Your goal:
Write out each record again exactly as it stands.

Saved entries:
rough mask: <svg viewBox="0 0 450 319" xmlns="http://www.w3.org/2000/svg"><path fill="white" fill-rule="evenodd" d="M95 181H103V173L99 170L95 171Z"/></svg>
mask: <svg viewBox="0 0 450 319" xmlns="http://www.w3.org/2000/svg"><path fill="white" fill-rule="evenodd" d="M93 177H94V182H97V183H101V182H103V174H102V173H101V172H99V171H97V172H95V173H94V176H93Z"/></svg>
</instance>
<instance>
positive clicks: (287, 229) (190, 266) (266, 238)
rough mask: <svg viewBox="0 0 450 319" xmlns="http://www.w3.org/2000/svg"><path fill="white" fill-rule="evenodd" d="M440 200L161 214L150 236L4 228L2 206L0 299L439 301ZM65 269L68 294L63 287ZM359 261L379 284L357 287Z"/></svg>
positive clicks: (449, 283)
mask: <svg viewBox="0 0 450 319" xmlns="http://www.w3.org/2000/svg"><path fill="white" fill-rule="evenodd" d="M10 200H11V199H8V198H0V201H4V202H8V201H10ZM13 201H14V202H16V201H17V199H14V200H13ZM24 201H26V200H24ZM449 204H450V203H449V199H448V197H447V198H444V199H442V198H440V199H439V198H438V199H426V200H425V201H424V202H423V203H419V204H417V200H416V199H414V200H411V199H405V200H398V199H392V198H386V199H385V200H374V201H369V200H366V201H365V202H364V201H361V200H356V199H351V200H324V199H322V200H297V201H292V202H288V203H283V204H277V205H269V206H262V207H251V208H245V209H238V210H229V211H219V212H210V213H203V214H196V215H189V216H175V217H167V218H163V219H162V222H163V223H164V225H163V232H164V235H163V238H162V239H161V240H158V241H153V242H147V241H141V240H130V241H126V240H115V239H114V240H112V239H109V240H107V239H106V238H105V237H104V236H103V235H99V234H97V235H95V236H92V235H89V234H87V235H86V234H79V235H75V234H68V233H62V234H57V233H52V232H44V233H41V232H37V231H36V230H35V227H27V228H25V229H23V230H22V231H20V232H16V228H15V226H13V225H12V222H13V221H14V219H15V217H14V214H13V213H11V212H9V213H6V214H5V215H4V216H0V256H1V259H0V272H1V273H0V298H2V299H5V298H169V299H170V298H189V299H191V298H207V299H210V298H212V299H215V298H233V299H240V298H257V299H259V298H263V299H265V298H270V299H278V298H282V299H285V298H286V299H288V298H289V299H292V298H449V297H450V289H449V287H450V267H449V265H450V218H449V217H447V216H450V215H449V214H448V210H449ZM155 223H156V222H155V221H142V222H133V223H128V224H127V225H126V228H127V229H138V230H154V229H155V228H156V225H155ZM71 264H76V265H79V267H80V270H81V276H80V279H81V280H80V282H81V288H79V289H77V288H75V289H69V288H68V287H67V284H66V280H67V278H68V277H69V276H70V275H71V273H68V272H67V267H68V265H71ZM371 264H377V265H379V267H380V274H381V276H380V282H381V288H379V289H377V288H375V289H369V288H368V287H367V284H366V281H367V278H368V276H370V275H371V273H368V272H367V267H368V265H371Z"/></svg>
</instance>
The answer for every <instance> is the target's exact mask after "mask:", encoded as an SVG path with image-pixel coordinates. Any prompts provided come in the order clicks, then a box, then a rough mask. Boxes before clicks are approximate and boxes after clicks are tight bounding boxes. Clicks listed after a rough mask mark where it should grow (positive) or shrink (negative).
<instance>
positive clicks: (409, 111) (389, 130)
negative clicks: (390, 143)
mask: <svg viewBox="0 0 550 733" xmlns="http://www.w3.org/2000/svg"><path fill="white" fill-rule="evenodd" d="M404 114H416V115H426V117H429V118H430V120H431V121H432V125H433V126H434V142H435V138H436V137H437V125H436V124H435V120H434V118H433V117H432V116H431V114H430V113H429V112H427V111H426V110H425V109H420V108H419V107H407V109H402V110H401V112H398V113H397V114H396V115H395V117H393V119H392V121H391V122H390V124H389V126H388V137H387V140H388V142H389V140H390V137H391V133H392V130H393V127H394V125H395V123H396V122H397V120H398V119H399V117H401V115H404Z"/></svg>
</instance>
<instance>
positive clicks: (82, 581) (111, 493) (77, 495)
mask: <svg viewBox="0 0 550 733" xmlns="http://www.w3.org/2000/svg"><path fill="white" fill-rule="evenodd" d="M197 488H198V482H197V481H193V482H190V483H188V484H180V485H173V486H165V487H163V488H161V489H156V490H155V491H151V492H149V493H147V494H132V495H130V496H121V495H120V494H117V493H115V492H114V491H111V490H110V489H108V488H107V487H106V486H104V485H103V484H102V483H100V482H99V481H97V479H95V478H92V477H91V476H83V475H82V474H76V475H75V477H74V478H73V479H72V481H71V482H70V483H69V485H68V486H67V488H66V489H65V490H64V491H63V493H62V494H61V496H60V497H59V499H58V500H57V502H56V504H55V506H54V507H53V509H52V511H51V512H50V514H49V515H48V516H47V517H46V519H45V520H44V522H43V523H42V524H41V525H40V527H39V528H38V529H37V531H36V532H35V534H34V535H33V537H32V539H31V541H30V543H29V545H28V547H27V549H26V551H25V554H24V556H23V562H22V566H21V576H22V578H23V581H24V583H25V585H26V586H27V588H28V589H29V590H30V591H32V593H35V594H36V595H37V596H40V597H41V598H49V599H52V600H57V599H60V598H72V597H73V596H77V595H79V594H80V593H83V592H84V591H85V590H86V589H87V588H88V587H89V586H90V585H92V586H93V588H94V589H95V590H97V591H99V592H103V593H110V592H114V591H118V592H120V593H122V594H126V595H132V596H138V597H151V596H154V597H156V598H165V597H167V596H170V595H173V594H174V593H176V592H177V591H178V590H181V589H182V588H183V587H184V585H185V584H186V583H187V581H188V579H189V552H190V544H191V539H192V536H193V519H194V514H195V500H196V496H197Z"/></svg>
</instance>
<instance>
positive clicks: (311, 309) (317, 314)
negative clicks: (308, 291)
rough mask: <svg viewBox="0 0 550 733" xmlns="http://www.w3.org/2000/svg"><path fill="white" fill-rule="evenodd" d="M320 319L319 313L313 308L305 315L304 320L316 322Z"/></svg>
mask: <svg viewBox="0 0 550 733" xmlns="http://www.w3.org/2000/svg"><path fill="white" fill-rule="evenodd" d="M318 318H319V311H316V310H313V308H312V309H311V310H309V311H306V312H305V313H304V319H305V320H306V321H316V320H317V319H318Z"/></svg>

Answer section:
rough mask: <svg viewBox="0 0 450 319" xmlns="http://www.w3.org/2000/svg"><path fill="white" fill-rule="evenodd" d="M95 181H103V173L99 170L95 171Z"/></svg>
mask: <svg viewBox="0 0 450 319" xmlns="http://www.w3.org/2000/svg"><path fill="white" fill-rule="evenodd" d="M93 177H94V182H97V183H101V182H103V174H102V173H101V172H99V171H97V172H95V173H94V176H93Z"/></svg>
</instance>
<instance>
positive clicks: (287, 229) (190, 266) (266, 238)
rough mask: <svg viewBox="0 0 450 319" xmlns="http://www.w3.org/2000/svg"><path fill="white" fill-rule="evenodd" d="M440 200L161 214L150 236L4 228L2 206L0 299L439 301ZM65 269L68 294L63 287ZM359 261L379 284L357 287Z"/></svg>
positive clicks: (449, 283)
mask: <svg viewBox="0 0 450 319" xmlns="http://www.w3.org/2000/svg"><path fill="white" fill-rule="evenodd" d="M10 200H11V199H8V198H0V201H4V202H8V201H10ZM13 201H14V202H16V201H17V199H14V200H13ZM24 201H26V200H24ZM449 204H450V203H449V199H448V197H447V198H444V199H442V198H440V199H439V198H438V199H426V200H425V201H424V202H423V203H419V204H417V200H416V199H414V200H411V199H405V200H398V199H392V198H386V199H385V200H374V201H369V200H366V201H365V202H364V201H361V200H356V199H351V200H324V199H322V200H297V201H292V202H288V203H283V204H277V205H269V206H262V207H251V208H245V209H238V210H229V211H219V212H210V213H203V214H196V215H189V216H175V217H167V218H163V219H162V222H163V223H164V225H163V232H164V235H163V238H162V239H161V240H158V241H153V242H147V241H141V240H130V241H126V240H115V239H114V240H112V239H109V240H107V239H106V238H105V237H104V236H103V235H99V234H97V235H95V236H92V235H89V234H87V235H86V234H79V235H75V234H68V233H62V234H57V233H52V232H44V233H41V232H37V231H36V230H35V227H27V228H25V229H23V230H22V231H20V232H16V228H15V226H13V225H12V222H13V221H14V219H15V217H14V214H13V213H11V212H9V213H6V214H5V215H4V216H0V256H1V259H0V272H1V273H0V298H2V299H5V298H169V299H170V298H189V299H191V298H207V299H210V298H212V299H215V298H233V299H240V298H257V299H259V298H263V299H265V298H270V299H278V298H282V299H285V298H286V299H288V298H289V299H292V298H449V297H450V289H449V287H450V267H449V265H450V218H449V217H447V216H450V215H449V214H448V210H449ZM155 223H156V222H155V221H142V222H133V223H128V224H127V225H126V228H127V229H138V230H154V229H155V228H156V225H155ZM71 264H76V265H79V267H80V270H81V276H80V279H81V280H80V282H81V288H79V289H77V288H75V289H69V288H68V287H67V284H66V280H67V278H68V277H69V276H70V275H71V273H68V272H67V267H68V265H71ZM371 264H377V265H379V267H380V274H381V276H380V282H381V288H379V289H377V288H375V289H369V288H368V287H367V284H366V281H367V278H368V276H370V275H371V273H368V272H367V267H368V265H371Z"/></svg>
</instance>
The answer for every <instance> is the target's exact mask after "mask:", encoded as an SVG path with image-pixel coordinates. Any prompts provided come in the order clicks, then a box, then a rough mask. Boxes before clicks are approximate and boxes after clicks are tight bounding boxes. Clicks listed after a rough mask mark where it should grow (positive) or shrink (negative).
<instance>
positive clicks: (409, 111) (389, 130)
negative clicks: (390, 143)
mask: <svg viewBox="0 0 550 733" xmlns="http://www.w3.org/2000/svg"><path fill="white" fill-rule="evenodd" d="M404 114H416V115H426V117H429V118H430V120H431V121H432V125H433V126H434V142H435V138H436V137H437V125H436V124H435V120H434V118H433V117H432V116H431V114H430V113H429V112H427V111H426V110H425V109H420V108H419V107H407V109H402V110H401V112H398V113H397V114H396V115H395V117H393V119H392V121H391V122H390V124H389V126H388V137H387V140H388V142H389V140H390V137H391V133H392V130H393V127H394V125H395V123H396V122H397V120H398V119H399V117H401V115H404Z"/></svg>
</instance>
<instance>
positive clicks: (82, 581) (111, 493) (77, 495)
mask: <svg viewBox="0 0 550 733" xmlns="http://www.w3.org/2000/svg"><path fill="white" fill-rule="evenodd" d="M197 488H198V482H197V481H193V482H190V483H188V484H180V485H173V486H165V487H163V488H161V489H156V490H155V491H151V492H149V493H147V494H132V495H130V496H121V495H120V494H117V493H115V492H114V491H111V490H110V489H108V488H107V487H106V486H104V485H103V484H102V483H100V482H99V481H97V479H95V478H92V477H91V476H83V475H82V474H76V475H75V477H74V478H73V479H72V481H71V482H70V483H69V485H68V486H67V488H66V489H65V490H64V491H63V493H62V494H61V496H60V497H59V499H58V500H57V502H56V504H55V506H54V507H53V509H52V511H51V512H50V514H49V515H48V516H47V517H46V519H45V520H44V522H43V523H42V524H41V525H40V527H39V528H38V529H37V531H36V532H35V534H34V535H33V537H32V539H31V541H30V543H29V545H28V547H27V549H26V551H25V554H24V556H23V562H22V566H21V576H22V578H23V581H24V583H25V585H26V586H27V588H28V589H29V590H30V591H32V593H35V594H36V595H37V596H40V597H41V598H49V599H52V600H57V599H60V598H72V597H73V596H77V595H79V594H80V593H83V592H84V591H85V590H86V589H87V588H88V587H89V586H90V585H92V586H93V588H94V589H95V590H97V591H99V592H103V593H110V592H114V591H118V592H120V593H122V594H126V595H132V596H138V597H151V596H154V597H156V598H165V597H167V596H170V595H173V594H174V593H176V592H177V591H178V590H181V589H182V588H183V587H184V585H185V584H186V583H187V581H188V579H189V552H190V544H191V539H192V536H193V519H194V514H195V500H196V496H197Z"/></svg>
</instance>
<instance>
positive clicks: (311, 309) (317, 314)
negative clicks: (308, 291)
rough mask: <svg viewBox="0 0 550 733" xmlns="http://www.w3.org/2000/svg"><path fill="white" fill-rule="evenodd" d="M320 319L319 313L313 308L305 315L304 320L316 322Z"/></svg>
mask: <svg viewBox="0 0 550 733" xmlns="http://www.w3.org/2000/svg"><path fill="white" fill-rule="evenodd" d="M318 318H319V311H316V310H313V308H312V309H311V310H309V311H306V312H305V313H304V319H305V320H306V321H316V320H317V319H318Z"/></svg>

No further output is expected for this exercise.